-- Aim of the exercise --
A line belongs in the answer if it contains "mirror"; copy every such line from the entries below.
*** Source information ***
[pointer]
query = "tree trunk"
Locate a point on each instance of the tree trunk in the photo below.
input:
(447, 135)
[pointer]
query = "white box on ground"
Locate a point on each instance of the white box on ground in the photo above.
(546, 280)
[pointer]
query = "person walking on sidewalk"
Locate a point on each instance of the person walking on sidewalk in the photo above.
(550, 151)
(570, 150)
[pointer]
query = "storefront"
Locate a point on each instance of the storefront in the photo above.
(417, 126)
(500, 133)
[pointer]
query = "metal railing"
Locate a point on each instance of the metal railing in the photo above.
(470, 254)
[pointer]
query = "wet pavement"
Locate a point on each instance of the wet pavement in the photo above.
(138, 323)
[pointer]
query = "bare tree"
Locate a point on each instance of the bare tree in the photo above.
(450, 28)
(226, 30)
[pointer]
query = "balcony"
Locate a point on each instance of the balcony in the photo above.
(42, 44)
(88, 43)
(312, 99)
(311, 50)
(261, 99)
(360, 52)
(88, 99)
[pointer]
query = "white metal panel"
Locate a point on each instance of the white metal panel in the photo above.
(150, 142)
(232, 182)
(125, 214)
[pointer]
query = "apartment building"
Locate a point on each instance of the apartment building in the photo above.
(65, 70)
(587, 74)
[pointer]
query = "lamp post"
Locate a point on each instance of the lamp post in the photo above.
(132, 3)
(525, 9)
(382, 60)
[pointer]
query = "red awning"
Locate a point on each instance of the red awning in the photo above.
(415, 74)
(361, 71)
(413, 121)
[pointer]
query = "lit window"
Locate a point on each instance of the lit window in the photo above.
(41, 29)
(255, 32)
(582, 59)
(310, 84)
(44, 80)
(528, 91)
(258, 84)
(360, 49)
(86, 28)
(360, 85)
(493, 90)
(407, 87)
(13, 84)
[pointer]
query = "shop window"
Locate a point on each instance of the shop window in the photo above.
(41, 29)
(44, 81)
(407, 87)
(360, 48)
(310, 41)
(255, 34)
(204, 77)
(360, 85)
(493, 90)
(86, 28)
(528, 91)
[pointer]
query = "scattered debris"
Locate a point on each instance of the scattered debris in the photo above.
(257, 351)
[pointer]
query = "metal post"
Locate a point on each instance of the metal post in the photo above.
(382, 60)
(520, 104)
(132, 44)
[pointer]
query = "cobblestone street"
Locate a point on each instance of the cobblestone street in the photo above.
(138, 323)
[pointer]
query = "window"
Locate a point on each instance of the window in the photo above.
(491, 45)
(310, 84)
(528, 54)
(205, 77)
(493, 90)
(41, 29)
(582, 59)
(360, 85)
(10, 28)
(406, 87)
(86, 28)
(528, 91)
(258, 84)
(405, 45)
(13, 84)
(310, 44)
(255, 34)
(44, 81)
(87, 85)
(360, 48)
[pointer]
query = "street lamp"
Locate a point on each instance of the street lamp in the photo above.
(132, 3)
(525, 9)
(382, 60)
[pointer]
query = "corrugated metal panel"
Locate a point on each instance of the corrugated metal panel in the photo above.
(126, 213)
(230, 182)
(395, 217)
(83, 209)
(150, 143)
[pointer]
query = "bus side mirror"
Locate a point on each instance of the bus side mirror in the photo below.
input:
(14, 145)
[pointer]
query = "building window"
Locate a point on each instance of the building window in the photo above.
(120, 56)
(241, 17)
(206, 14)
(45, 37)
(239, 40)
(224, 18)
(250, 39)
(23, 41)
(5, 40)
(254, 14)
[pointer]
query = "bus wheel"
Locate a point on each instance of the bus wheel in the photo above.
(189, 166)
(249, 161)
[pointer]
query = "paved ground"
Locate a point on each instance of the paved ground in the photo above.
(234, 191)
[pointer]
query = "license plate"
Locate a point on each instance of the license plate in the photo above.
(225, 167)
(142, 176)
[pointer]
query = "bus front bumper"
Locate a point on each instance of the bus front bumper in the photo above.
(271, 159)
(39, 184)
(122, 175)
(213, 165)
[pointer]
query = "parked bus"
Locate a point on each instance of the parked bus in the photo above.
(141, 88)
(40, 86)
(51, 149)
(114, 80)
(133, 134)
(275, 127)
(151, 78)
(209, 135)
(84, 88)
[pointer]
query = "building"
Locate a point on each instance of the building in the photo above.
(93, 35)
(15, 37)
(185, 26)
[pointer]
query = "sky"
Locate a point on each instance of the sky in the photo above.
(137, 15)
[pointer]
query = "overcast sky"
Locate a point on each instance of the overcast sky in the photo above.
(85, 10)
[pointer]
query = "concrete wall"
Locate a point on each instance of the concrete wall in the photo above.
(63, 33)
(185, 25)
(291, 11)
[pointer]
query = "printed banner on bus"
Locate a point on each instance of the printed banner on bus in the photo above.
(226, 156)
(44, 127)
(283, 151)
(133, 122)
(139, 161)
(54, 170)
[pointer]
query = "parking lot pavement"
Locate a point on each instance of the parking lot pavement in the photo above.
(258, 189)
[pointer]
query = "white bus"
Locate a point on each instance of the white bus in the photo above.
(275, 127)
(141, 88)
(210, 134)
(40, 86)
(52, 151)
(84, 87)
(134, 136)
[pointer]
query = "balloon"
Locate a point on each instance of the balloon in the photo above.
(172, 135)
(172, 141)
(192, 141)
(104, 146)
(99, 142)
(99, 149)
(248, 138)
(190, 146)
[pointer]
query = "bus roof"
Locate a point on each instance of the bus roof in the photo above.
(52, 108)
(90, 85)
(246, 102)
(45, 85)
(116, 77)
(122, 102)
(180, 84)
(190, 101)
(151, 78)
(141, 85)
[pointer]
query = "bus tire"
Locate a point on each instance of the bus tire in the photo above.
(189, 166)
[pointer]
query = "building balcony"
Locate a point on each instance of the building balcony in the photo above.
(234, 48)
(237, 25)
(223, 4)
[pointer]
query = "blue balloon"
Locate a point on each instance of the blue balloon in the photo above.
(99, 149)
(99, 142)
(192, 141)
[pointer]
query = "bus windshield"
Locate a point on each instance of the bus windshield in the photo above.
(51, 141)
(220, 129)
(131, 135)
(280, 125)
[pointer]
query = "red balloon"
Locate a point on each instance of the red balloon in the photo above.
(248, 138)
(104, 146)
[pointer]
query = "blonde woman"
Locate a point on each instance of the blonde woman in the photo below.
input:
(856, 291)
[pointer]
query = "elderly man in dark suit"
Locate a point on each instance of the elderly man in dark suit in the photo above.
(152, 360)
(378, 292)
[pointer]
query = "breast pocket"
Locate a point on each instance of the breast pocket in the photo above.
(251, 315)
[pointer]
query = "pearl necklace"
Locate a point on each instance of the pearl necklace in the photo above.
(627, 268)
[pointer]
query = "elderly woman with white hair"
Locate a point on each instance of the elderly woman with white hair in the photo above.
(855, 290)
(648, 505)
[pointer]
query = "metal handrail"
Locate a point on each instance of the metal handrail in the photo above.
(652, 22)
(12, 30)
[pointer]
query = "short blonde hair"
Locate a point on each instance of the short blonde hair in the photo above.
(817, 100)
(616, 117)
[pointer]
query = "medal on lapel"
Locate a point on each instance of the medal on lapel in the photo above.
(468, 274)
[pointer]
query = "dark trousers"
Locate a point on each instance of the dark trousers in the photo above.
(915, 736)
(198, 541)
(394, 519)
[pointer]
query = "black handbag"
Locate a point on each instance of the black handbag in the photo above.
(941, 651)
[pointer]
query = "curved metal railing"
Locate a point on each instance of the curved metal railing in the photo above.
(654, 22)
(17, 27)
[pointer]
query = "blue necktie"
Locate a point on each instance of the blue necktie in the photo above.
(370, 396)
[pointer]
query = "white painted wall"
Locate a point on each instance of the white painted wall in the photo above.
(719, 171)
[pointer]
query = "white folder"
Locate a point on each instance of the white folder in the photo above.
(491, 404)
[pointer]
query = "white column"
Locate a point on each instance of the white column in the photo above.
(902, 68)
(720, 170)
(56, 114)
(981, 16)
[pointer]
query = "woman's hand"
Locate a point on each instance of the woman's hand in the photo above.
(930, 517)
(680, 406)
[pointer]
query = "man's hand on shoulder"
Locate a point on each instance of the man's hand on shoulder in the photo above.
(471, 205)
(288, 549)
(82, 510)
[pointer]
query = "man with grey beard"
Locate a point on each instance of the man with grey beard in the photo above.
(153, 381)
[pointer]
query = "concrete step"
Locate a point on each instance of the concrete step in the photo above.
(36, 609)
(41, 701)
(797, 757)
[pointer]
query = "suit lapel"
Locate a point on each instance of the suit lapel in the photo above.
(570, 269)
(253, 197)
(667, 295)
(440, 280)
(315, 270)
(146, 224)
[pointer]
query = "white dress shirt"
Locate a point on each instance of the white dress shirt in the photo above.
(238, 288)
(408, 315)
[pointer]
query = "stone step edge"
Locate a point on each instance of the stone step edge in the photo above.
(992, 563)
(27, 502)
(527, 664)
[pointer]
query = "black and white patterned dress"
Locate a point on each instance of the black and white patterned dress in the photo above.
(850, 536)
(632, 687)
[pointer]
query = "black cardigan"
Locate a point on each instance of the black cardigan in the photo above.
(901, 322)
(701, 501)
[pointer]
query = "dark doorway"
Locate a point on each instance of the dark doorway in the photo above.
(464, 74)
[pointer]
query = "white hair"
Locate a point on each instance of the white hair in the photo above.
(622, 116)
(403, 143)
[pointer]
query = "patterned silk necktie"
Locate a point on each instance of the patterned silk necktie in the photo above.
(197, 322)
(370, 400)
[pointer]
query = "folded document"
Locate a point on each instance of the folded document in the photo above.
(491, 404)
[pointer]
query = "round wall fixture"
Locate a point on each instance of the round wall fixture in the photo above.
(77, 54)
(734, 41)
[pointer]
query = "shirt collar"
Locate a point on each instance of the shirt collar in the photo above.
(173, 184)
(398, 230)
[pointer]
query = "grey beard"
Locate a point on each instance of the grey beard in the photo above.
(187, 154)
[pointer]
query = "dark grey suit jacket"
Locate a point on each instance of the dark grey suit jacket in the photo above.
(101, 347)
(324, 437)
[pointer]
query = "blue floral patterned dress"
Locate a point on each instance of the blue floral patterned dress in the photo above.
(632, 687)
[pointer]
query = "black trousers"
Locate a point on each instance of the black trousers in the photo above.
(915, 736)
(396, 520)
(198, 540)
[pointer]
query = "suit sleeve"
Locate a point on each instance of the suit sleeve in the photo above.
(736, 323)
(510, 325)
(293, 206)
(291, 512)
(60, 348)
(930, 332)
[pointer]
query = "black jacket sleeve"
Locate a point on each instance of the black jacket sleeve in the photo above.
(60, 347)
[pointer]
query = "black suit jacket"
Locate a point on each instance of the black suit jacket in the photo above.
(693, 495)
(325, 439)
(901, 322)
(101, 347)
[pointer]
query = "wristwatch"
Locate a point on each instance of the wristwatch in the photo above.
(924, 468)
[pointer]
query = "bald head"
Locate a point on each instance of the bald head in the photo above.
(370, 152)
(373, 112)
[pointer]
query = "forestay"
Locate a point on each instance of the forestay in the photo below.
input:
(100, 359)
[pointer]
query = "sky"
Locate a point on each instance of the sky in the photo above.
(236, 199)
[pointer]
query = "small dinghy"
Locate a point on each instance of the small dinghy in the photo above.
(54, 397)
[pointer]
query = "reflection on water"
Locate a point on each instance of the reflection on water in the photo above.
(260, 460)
*** End of Source information ***
-- Answer space --
query = "bus side mirror"
Locate a point on each instance of the bus side mirror in the photo below.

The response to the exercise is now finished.